Using analysis based on all the major primate groups, Dunbar has shown that the cortex to group-size ratio can be used to predict the optimum group size for humans. According to Dunbar’s calculations, humans should coexist best in groups of up to 150. Any larger and the demands on social skills exceed our best capacity. It is a radical claim, and still very contentious, but there does appear to be evidence to support the hypothesis, especially when one considers pre-industrial societies. Over the course of human civilization, technology and industrialization have changed the way that we form groups. But keep in mind that the post-agricultural age began around 10,000 years ago and, with it, human behaviour changed as our species shifted from roving hunter-gathers to sedentary subsistence farmers. When you consider only those remaining hunter-gather societies that did not adapt to agriculture, the analysis reveals that Dunbar’s ratio exists among traditional societies. Even early religious settlements in the United States, such as the Hutterites, seem to have been most successful when their communities contained no more than 150 individuals. When a Hutterite community grows larger than 150, a new breakaway community is formed. Finally, analysis of modern companies reveals that large workforces operate and are managed best when employees form subdivisions of around the magic 150 workers. When Malcolm Gladwell was researching Dunbar’s ratio for his bestseller, The Tipping Point, he reported that Gore-Tex, the company that manufactures the high-tech material found in many sporting clothes, expanded its operations by forming subdivisions of 150 workers each time there was a need to open a new division.41 Dunbar’s number is an intriguing idea, especially as technology develops to change the way humans interact and keep track of each other. However, what worked for earlier societies may still be operating today in the modern, socially networked world.

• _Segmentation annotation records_
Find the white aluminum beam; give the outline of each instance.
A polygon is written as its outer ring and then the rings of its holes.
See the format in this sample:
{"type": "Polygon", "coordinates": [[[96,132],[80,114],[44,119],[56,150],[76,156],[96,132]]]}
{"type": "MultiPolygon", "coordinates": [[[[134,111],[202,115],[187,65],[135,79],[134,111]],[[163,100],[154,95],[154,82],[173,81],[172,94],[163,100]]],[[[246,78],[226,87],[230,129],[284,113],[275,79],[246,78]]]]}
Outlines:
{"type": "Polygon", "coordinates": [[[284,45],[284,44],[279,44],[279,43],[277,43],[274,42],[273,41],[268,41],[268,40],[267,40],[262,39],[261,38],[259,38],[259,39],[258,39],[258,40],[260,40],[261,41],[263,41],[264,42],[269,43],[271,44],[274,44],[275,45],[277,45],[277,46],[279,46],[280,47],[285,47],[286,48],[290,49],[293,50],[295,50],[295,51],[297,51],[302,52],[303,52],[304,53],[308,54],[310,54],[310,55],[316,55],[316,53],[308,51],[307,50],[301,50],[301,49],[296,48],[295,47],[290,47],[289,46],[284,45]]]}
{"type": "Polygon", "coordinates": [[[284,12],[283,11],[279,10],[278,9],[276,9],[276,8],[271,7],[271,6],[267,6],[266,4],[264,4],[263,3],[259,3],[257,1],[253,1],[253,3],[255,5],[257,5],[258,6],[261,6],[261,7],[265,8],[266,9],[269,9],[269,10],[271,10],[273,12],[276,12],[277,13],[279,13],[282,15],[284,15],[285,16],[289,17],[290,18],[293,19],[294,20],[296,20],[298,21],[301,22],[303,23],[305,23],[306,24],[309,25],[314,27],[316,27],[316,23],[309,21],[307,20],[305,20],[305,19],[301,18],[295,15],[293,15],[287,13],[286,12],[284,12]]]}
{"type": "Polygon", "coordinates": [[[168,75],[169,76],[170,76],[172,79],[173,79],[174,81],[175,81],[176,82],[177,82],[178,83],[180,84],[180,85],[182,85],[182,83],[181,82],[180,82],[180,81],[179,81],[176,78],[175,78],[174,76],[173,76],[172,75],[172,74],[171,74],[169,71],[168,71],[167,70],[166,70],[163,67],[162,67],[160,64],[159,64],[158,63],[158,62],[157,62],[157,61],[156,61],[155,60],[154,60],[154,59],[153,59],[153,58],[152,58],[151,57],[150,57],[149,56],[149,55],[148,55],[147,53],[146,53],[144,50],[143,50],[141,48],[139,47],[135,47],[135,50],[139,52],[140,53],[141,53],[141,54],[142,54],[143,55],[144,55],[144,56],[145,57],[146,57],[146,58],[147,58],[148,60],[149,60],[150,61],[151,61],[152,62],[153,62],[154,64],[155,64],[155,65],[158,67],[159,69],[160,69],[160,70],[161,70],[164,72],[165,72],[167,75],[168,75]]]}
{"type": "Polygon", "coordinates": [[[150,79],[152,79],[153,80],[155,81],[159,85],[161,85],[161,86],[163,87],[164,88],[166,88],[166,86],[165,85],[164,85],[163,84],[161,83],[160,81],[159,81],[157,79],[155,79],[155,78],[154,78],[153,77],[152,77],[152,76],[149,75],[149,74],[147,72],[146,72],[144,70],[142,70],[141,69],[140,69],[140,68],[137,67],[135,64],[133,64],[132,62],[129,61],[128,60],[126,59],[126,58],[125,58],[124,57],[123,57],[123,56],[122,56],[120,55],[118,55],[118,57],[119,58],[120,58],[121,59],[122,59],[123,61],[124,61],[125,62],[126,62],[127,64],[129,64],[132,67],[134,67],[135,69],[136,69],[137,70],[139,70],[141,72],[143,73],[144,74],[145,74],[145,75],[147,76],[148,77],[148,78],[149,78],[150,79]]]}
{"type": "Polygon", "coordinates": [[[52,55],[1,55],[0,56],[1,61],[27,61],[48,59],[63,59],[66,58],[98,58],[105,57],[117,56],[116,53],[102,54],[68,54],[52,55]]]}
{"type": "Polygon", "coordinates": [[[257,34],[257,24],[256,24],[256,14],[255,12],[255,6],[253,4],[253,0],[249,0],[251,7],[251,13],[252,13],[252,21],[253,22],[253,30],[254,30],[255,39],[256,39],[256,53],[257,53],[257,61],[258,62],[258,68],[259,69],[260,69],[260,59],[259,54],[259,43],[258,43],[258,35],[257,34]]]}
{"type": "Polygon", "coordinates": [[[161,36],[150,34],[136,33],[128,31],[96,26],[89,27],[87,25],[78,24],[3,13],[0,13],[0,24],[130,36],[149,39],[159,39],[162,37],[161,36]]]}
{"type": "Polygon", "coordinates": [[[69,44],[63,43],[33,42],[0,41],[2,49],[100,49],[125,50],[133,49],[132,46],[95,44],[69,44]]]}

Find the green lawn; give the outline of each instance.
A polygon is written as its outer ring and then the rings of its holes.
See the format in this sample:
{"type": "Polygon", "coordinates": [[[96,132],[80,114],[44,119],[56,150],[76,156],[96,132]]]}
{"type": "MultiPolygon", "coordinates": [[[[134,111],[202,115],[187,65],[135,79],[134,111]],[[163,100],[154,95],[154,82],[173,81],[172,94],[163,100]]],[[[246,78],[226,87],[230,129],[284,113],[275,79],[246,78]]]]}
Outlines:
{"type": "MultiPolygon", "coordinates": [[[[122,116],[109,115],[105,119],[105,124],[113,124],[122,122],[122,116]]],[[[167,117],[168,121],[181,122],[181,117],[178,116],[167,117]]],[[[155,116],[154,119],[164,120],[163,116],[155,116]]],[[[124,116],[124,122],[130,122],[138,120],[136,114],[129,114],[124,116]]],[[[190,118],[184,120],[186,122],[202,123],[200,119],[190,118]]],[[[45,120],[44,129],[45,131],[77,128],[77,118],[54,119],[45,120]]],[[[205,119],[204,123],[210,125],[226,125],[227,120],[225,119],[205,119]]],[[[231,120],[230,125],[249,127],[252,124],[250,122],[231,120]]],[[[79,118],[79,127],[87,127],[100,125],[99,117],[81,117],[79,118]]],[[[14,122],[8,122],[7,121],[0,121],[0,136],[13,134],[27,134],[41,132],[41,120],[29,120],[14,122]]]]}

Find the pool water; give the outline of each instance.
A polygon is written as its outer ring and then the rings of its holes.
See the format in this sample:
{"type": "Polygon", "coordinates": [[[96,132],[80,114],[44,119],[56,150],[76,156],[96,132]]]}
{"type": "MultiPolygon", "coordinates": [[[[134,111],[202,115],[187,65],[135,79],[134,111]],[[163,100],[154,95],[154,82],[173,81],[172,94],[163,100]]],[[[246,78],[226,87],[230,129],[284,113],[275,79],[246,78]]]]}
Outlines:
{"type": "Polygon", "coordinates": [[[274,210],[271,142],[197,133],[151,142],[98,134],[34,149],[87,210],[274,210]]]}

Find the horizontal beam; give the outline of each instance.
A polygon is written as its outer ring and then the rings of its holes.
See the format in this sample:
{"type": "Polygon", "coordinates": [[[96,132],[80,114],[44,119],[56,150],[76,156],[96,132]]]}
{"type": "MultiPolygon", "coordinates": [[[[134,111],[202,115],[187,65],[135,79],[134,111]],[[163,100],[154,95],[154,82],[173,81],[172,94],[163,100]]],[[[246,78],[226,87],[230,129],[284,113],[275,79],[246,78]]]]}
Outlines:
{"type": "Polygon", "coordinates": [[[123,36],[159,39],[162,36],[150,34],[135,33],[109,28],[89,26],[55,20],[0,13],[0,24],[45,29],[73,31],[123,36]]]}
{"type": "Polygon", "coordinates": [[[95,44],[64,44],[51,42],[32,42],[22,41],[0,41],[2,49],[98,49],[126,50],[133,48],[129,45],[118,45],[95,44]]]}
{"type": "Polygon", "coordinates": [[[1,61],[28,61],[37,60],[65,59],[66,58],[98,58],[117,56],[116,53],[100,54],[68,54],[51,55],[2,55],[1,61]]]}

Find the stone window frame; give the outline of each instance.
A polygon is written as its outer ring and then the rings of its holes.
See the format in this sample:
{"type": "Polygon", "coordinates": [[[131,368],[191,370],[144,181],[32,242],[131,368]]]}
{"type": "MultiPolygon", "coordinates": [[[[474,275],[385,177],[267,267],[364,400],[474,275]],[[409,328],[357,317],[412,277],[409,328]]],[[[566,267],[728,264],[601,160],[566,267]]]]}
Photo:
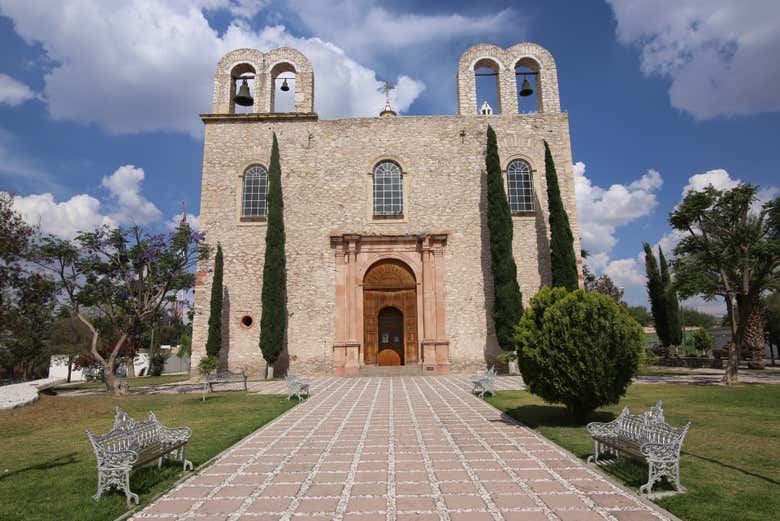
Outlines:
{"type": "MultiPolygon", "coordinates": [[[[243,215],[244,174],[246,174],[246,171],[249,170],[249,168],[254,165],[262,166],[263,168],[265,168],[266,173],[268,172],[268,166],[263,161],[247,161],[241,165],[241,169],[239,170],[239,174],[237,176],[237,184],[236,184],[236,220],[238,221],[239,226],[265,226],[268,221],[267,215],[265,217],[245,217],[243,215]]],[[[270,183],[270,179],[268,180],[268,182],[270,183]]]]}
{"type": "Polygon", "coordinates": [[[372,224],[398,224],[409,222],[409,182],[407,177],[409,171],[404,168],[403,162],[393,155],[382,155],[375,158],[371,162],[371,167],[368,169],[368,183],[366,191],[368,193],[367,214],[368,221],[372,224]],[[374,215],[374,169],[384,161],[392,161],[401,169],[401,189],[403,190],[403,213],[398,216],[376,216],[374,215]]]}
{"type": "MultiPolygon", "coordinates": [[[[504,162],[504,167],[501,169],[501,175],[504,179],[504,193],[506,193],[506,201],[507,204],[509,204],[509,175],[507,170],[509,168],[509,163],[517,159],[521,159],[525,161],[526,163],[528,163],[528,166],[531,167],[531,187],[533,188],[534,209],[533,211],[530,212],[511,212],[512,219],[522,220],[528,218],[535,218],[536,213],[539,211],[539,201],[538,201],[539,175],[538,175],[538,170],[534,166],[534,162],[531,160],[530,157],[528,157],[525,154],[513,154],[509,156],[504,162]]],[[[511,207],[510,207],[510,211],[511,211],[511,207]]]]}

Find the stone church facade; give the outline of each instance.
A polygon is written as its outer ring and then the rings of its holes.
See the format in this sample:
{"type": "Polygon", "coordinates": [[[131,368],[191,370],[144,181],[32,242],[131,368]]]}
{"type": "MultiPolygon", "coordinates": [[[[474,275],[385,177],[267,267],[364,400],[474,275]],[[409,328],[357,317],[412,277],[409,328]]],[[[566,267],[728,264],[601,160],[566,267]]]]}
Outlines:
{"type": "MultiPolygon", "coordinates": [[[[498,137],[513,210],[524,303],[549,284],[544,141],[579,237],[568,115],[552,55],[539,45],[476,45],[457,70],[458,114],[319,119],[314,71],[294,49],[238,49],[217,65],[205,123],[200,226],[224,251],[222,356],[262,374],[265,194],[272,134],[279,142],[286,231],[288,335],[277,374],[484,369],[499,348],[491,319],[486,131],[498,137]],[[530,70],[537,110],[518,113],[516,68],[530,70]],[[476,70],[496,79],[496,114],[478,113],[476,70]],[[241,77],[253,94],[239,113],[241,77]],[[237,79],[239,78],[239,79],[237,79]],[[294,108],[274,112],[274,86],[294,82],[294,108]],[[294,78],[294,80],[292,80],[294,78]]],[[[245,101],[246,103],[246,101],[245,101]]],[[[575,243],[579,254],[579,242],[575,243]]],[[[205,354],[213,255],[199,266],[193,371],[205,354]]]]}

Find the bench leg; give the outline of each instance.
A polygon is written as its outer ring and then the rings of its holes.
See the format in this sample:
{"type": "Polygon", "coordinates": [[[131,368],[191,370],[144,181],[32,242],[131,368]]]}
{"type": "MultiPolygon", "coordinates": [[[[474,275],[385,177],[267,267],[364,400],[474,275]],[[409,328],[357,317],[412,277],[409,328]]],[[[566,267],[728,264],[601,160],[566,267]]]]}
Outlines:
{"type": "Polygon", "coordinates": [[[183,470],[192,470],[192,462],[184,457],[184,446],[179,449],[179,459],[183,470]],[[189,467],[189,469],[188,469],[189,467]]]}
{"type": "Polygon", "coordinates": [[[601,444],[597,441],[593,441],[593,455],[588,456],[588,463],[597,463],[599,460],[599,449],[601,448],[601,444]]]}

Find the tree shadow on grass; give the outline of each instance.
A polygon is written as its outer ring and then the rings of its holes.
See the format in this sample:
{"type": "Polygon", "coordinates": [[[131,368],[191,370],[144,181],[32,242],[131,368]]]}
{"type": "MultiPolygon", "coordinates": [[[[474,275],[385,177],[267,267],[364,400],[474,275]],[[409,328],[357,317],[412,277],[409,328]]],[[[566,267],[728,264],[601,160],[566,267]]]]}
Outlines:
{"type": "Polygon", "coordinates": [[[555,405],[522,405],[507,409],[508,414],[523,425],[532,429],[537,427],[584,427],[589,422],[609,422],[615,415],[607,411],[594,411],[585,422],[575,422],[565,407],[555,405]]]}
{"type": "Polygon", "coordinates": [[[0,475],[0,481],[4,479],[8,479],[11,476],[16,476],[24,472],[29,472],[31,470],[48,470],[48,469],[53,469],[55,467],[62,467],[64,465],[73,465],[74,463],[78,463],[80,461],[76,457],[77,454],[78,452],[69,452],[68,454],[63,454],[62,456],[57,456],[56,458],[52,458],[48,461],[44,461],[43,463],[38,463],[36,465],[29,465],[27,467],[22,467],[20,469],[13,470],[11,472],[5,472],[2,475],[0,475]]]}

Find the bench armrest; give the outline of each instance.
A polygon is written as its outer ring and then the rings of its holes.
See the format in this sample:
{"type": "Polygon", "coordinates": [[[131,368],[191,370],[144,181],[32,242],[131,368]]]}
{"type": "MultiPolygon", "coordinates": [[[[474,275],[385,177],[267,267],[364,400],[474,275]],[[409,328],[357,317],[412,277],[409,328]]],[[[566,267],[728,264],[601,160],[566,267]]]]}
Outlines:
{"type": "Polygon", "coordinates": [[[676,444],[645,443],[639,448],[639,452],[648,461],[676,461],[680,455],[676,444]]]}
{"type": "Polygon", "coordinates": [[[165,427],[160,426],[160,435],[166,441],[189,440],[192,436],[192,429],[189,427],[165,427]]]}
{"type": "Polygon", "coordinates": [[[108,451],[101,447],[95,452],[101,469],[129,469],[138,461],[138,453],[133,450],[108,451]]]}
{"type": "Polygon", "coordinates": [[[590,422],[586,428],[591,436],[615,436],[617,435],[617,423],[614,421],[590,422]]]}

• _Challenge A_
List each proper name in the passage on Dunbar's number, giving each name once.
• _Challenge B_
Return every line of the entries that contains the string "instance". Matching is case-sensitive.

• _Expected answer A_
Dunbar
United States
Hutterites
Malcolm Gladwell
The Tipping Point
Gore-Tex

• _Expected answer B_
Find the white aluminum beam; give the outline of each instance.
Find the green lawn; give the outline of each instance.
Find the pool water; give the outline of each instance.
Find the horizontal beam; give the outline of each instance.
Find the stone window frame; give the outline of each instance.
Find the stone church facade; give the outline of each instance.
Find the bench leg; give the outline of each instance.
Find the tree shadow on grass; give the outline of each instance.
Find the bench armrest; give the outline of each instance.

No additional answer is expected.